Outline labeling records:

= = = = = = =

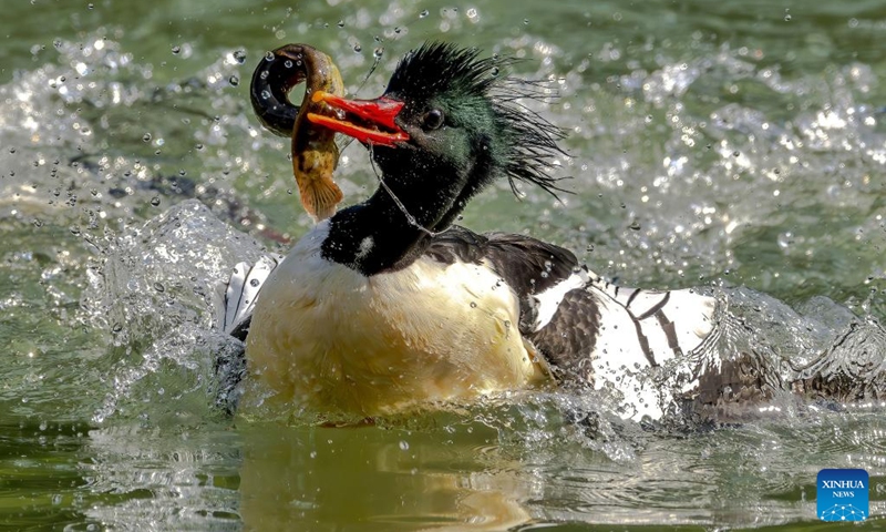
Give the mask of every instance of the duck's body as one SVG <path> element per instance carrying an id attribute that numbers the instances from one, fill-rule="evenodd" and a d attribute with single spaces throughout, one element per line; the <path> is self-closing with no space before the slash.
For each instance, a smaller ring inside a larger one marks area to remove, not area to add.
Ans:
<path id="1" fill-rule="evenodd" d="M 371 417 L 566 383 L 657 419 L 718 366 L 711 297 L 619 289 L 556 245 L 452 225 L 495 178 L 557 190 L 558 130 L 493 95 L 499 63 L 429 44 L 377 100 L 313 94 L 336 112 L 308 120 L 370 146 L 382 175 L 261 287 L 247 339 L 261 401 Z"/>
<path id="2" fill-rule="evenodd" d="M 378 416 L 546 380 L 515 294 L 485 265 L 423 255 L 365 276 L 322 256 L 328 226 L 275 269 L 253 318 L 249 372 L 274 401 Z"/>

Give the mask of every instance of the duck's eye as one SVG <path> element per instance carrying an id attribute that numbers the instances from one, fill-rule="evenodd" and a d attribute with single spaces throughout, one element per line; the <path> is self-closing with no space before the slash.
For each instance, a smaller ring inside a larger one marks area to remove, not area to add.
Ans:
<path id="1" fill-rule="evenodd" d="M 440 129 L 440 126 L 443 125 L 443 111 L 439 109 L 427 111 L 424 114 L 422 124 L 425 131 Z"/>

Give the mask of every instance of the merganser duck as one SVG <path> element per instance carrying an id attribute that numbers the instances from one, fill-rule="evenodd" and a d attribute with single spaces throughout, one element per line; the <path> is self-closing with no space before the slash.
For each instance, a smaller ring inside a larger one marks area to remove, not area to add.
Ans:
<path id="1" fill-rule="evenodd" d="M 371 418 L 571 386 L 658 419 L 719 365 L 713 297 L 614 286 L 559 246 L 454 225 L 495 180 L 560 192 L 560 131 L 521 105 L 507 63 L 426 43 L 378 99 L 312 94 L 339 117 L 308 120 L 360 141 L 380 185 L 279 264 L 239 268 L 227 323 L 248 331 L 247 401 Z"/>

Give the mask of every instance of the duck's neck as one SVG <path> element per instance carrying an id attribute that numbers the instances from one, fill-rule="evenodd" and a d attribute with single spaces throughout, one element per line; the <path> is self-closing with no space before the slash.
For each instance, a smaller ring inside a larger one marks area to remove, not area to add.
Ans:
<path id="1" fill-rule="evenodd" d="M 382 186 L 365 202 L 337 213 L 323 241 L 323 258 L 365 276 L 412 264 L 432 234 L 445 231 L 463 208 L 463 202 L 454 205 L 457 191 L 413 188 L 394 192 L 394 198 Z"/>

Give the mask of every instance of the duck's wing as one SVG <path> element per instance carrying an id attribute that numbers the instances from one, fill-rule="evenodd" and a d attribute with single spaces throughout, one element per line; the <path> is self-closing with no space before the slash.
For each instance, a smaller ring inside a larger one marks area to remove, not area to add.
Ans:
<path id="1" fill-rule="evenodd" d="M 524 235 L 453 228 L 426 252 L 482 263 L 521 301 L 519 328 L 563 382 L 610 388 L 622 417 L 663 416 L 678 392 L 719 371 L 717 300 L 692 289 L 622 288 L 559 246 Z"/>
<path id="2" fill-rule="evenodd" d="M 230 278 L 223 286 L 224 296 L 217 307 L 218 329 L 239 340 L 246 340 L 261 287 L 282 259 L 281 255 L 268 254 L 262 255 L 251 266 L 239 263 L 234 267 Z"/>

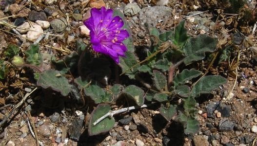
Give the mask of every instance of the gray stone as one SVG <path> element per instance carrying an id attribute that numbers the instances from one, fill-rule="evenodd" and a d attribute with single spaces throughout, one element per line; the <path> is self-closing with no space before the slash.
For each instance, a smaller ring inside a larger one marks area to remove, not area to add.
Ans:
<path id="1" fill-rule="evenodd" d="M 52 115 L 49 116 L 50 120 L 52 123 L 56 123 L 59 121 L 60 119 L 60 115 L 58 112 L 55 112 Z"/>
<path id="2" fill-rule="evenodd" d="M 41 126 L 44 124 L 44 121 L 43 120 L 40 120 L 39 122 L 37 122 L 36 124 L 35 125 L 35 127 L 36 128 L 39 127 L 40 126 Z"/>
<path id="3" fill-rule="evenodd" d="M 54 134 L 55 127 L 49 123 L 46 123 L 37 128 L 37 132 L 39 136 L 42 137 L 49 137 Z"/>
<path id="4" fill-rule="evenodd" d="M 195 146 L 209 146 L 207 140 L 202 136 L 197 135 L 193 139 Z"/>
<path id="5" fill-rule="evenodd" d="M 230 116 L 230 107 L 219 102 L 212 102 L 209 103 L 205 108 L 205 111 L 209 118 L 215 118 L 214 111 L 217 110 L 221 113 L 222 117 L 229 117 Z"/>
<path id="6" fill-rule="evenodd" d="M 61 33 L 65 30 L 68 23 L 64 18 L 55 19 L 50 22 L 54 31 L 57 33 Z"/>
<path id="7" fill-rule="evenodd" d="M 245 142 L 245 144 L 250 144 L 252 143 L 254 140 L 254 137 L 252 136 L 249 135 L 245 135 L 244 136 L 244 141 Z"/>
<path id="8" fill-rule="evenodd" d="M 229 121 L 227 118 L 224 118 L 218 123 L 218 129 L 221 131 L 231 131 L 235 127 L 235 123 Z"/>
<path id="9" fill-rule="evenodd" d="M 37 12 L 33 10 L 29 13 L 28 18 L 30 21 L 35 22 L 37 20 L 45 21 L 47 18 L 44 12 Z"/>
<path id="10" fill-rule="evenodd" d="M 123 125 L 127 125 L 131 122 L 131 120 L 132 120 L 132 117 L 128 117 L 120 120 L 119 122 Z"/>
<path id="11" fill-rule="evenodd" d="M 137 125 L 132 124 L 129 126 L 129 129 L 131 131 L 134 131 L 138 128 Z"/>
<path id="12" fill-rule="evenodd" d="M 79 140 L 83 122 L 83 120 L 81 120 L 79 117 L 76 117 L 72 121 L 71 125 L 69 126 L 69 135 L 71 139 L 76 141 Z"/>
<path id="13" fill-rule="evenodd" d="M 126 16 L 133 16 L 140 12 L 141 9 L 136 2 L 128 3 L 124 8 L 124 14 Z"/>
<path id="14" fill-rule="evenodd" d="M 172 9 L 164 6 L 146 7 L 139 13 L 139 18 L 141 24 L 144 23 L 156 26 L 158 22 L 166 20 L 172 16 Z"/>

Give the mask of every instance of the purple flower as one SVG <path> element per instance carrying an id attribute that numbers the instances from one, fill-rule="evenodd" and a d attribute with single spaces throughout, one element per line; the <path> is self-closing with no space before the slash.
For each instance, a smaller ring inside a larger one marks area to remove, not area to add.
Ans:
<path id="1" fill-rule="evenodd" d="M 121 29 L 124 22 L 119 16 L 113 17 L 113 11 L 102 7 L 100 10 L 92 8 L 91 17 L 84 22 L 90 30 L 92 48 L 97 52 L 110 56 L 117 63 L 119 56 L 125 56 L 127 51 L 122 41 L 129 36 L 128 32 Z"/>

= = = = = = =

Stated problem >>
Pictures don't belong in the copy. Transcribe every record exactly as it appears.

Task response >>
Give the mask of every instance of the duck's body as one SVG <path> element per instance carrying an id attribute that numbers the instances from one, fill-rule="evenodd" and a d attribute with single spaces throughout, one element per line; the <path> is self-closing with no space before the slash.
For each instance, a smaller ring inside a larger one marks area to remove, not area to add.
Ans:
<path id="1" fill-rule="evenodd" d="M 371 417 L 566 383 L 657 419 L 718 366 L 711 297 L 619 289 L 556 245 L 452 225 L 495 178 L 557 190 L 558 130 L 493 95 L 499 63 L 429 44 L 377 100 L 313 94 L 336 112 L 308 120 L 370 146 L 382 175 L 261 287 L 247 339 L 261 401 Z"/>
<path id="2" fill-rule="evenodd" d="M 378 416 L 546 380 L 515 294 L 485 265 L 423 255 L 365 276 L 322 256 L 328 226 L 275 269 L 253 318 L 249 372 L 274 401 Z"/>

Give the mask of every instance of the duck's eye as one SVG <path> element per instance carrying an id attribute that numbers the instances from one, fill-rule="evenodd" and a d attribute with single spaces throughout, one element per line; the <path> is self-closing with no space before the slash.
For each instance, a smaller ring inside a larger one marks area to remove, not area to add.
Ans:
<path id="1" fill-rule="evenodd" d="M 440 129 L 440 126 L 443 125 L 443 111 L 439 109 L 427 111 L 424 114 L 422 124 L 425 131 Z"/>

Give the mask of every instance of the merganser duck as one SVG <path> element per instance carrying an id attribute that numbers the instances from one, fill-rule="evenodd" and a d attribute with single spaces throughout, one element per line; the <path> is self-closing with no space before the slash.
For each instance, a smaller ring inside a larger one marks area to remove, not area to add.
Ans:
<path id="1" fill-rule="evenodd" d="M 371 418 L 571 386 L 658 419 L 719 365 L 713 297 L 614 286 L 559 246 L 454 225 L 495 180 L 560 192 L 560 131 L 521 105 L 507 63 L 426 43 L 378 99 L 312 94 L 339 117 L 308 120 L 360 141 L 380 185 L 279 264 L 239 268 L 227 323 L 248 331 L 247 401 Z"/>

Give the mask of every instance of the duck's neck as one SVG <path> element per instance carrying an id attribute that numbers the instances from one, fill-rule="evenodd" and a d attribute with single spaces throughout, one element per line; the <path> is self-closing with no space before the slash.
For each instance, a smaller ring inside a larger one marks area to remove, not area to add.
Ans:
<path id="1" fill-rule="evenodd" d="M 382 186 L 365 202 L 337 213 L 323 241 L 323 258 L 365 276 L 412 264 L 432 234 L 445 231 L 463 208 L 463 202 L 454 205 L 457 191 L 413 188 L 394 192 L 394 198 Z"/>

Give the mask of every instance of the duck's wing as one SVG <path> element per instance carrying an id attribute that numbers the instances from one, fill-rule="evenodd" and a d attribute with single spaces throughout, one element per line; the <path> is self-closing with no space before the slash.
For each instance, a smaller ring inside a larger one marks area to remove, not area to add.
Ans:
<path id="1" fill-rule="evenodd" d="M 524 235 L 453 228 L 426 252 L 482 263 L 521 301 L 519 328 L 563 382 L 610 388 L 622 417 L 663 416 L 678 392 L 719 371 L 717 300 L 692 289 L 622 288 L 559 246 Z"/>
<path id="2" fill-rule="evenodd" d="M 230 278 L 223 286 L 224 296 L 217 307 L 218 329 L 239 340 L 246 340 L 261 287 L 282 259 L 281 255 L 268 254 L 262 255 L 251 266 L 239 263 L 234 267 Z"/>

Give the mask of every instance of the gray stone as one SVG <path> element per instance carrying an id attribute that numbers the instances from one, fill-rule="evenodd" and a d attribute with single spaces throughout, one element per line; the <path> is self-closing with no space before the slash.
For each instance, a smaller ring inside a larger one marks area to remove, not area to add.
Ans:
<path id="1" fill-rule="evenodd" d="M 52 115 L 49 116 L 50 120 L 52 123 L 56 123 L 59 121 L 60 119 L 60 115 L 58 112 L 55 112 Z"/>
<path id="2" fill-rule="evenodd" d="M 41 126 L 44 124 L 44 121 L 43 120 L 40 120 L 39 122 L 37 122 L 36 124 L 35 125 L 35 127 L 36 128 L 39 127 L 40 126 Z"/>
<path id="3" fill-rule="evenodd" d="M 54 134 L 55 127 L 49 123 L 46 123 L 37 128 L 37 132 L 39 136 L 42 137 L 49 137 Z"/>
<path id="4" fill-rule="evenodd" d="M 195 146 L 209 146 L 207 140 L 202 136 L 197 135 L 193 139 Z"/>
<path id="5" fill-rule="evenodd" d="M 230 116 L 230 107 L 219 102 L 212 102 L 209 103 L 205 108 L 205 111 L 209 118 L 215 118 L 214 111 L 217 110 L 221 113 L 222 117 L 229 117 Z"/>
<path id="6" fill-rule="evenodd" d="M 61 33 L 65 30 L 68 23 L 64 18 L 55 19 L 50 22 L 54 31 L 57 33 Z"/>
<path id="7" fill-rule="evenodd" d="M 245 142 L 245 144 L 250 144 L 252 143 L 254 140 L 254 137 L 252 136 L 249 135 L 245 135 L 244 136 L 244 141 Z"/>
<path id="8" fill-rule="evenodd" d="M 229 121 L 227 118 L 224 118 L 218 123 L 218 129 L 221 131 L 231 131 L 235 127 L 235 123 Z"/>
<path id="9" fill-rule="evenodd" d="M 37 12 L 33 10 L 29 13 L 28 18 L 30 21 L 35 22 L 37 20 L 45 21 L 47 18 L 44 12 Z"/>
<path id="10" fill-rule="evenodd" d="M 123 125 L 127 125 L 131 122 L 131 120 L 132 120 L 132 117 L 128 117 L 120 120 L 119 122 Z"/>
<path id="11" fill-rule="evenodd" d="M 137 125 L 132 124 L 129 126 L 129 129 L 131 131 L 134 131 L 138 128 Z"/>
<path id="12" fill-rule="evenodd" d="M 79 140 L 83 122 L 83 120 L 81 120 L 79 117 L 76 117 L 72 121 L 71 125 L 69 126 L 69 135 L 71 139 L 76 141 Z"/>
<path id="13" fill-rule="evenodd" d="M 126 16 L 133 16 L 140 12 L 141 9 L 136 2 L 128 3 L 124 8 L 124 14 Z"/>
<path id="14" fill-rule="evenodd" d="M 172 9 L 164 6 L 146 7 L 139 13 L 139 18 L 141 24 L 144 23 L 156 26 L 158 22 L 166 20 L 172 16 Z"/>

Give the mask of every instance of the purple flower as one SVG <path> element per instance carrying an id attribute that numbers the instances from one, fill-rule="evenodd" and a d attribute with single spaces throughout, one element per line; the <path> is self-closing with no space before the slash.
For each instance, a smaller ring inside a larger one marks area to remove, not area to add.
Ans:
<path id="1" fill-rule="evenodd" d="M 121 29 L 124 22 L 119 16 L 113 17 L 113 11 L 102 7 L 100 10 L 92 8 L 91 17 L 84 22 L 90 30 L 92 48 L 97 52 L 110 56 L 117 63 L 119 56 L 125 56 L 127 51 L 122 41 L 129 36 L 128 32 Z"/>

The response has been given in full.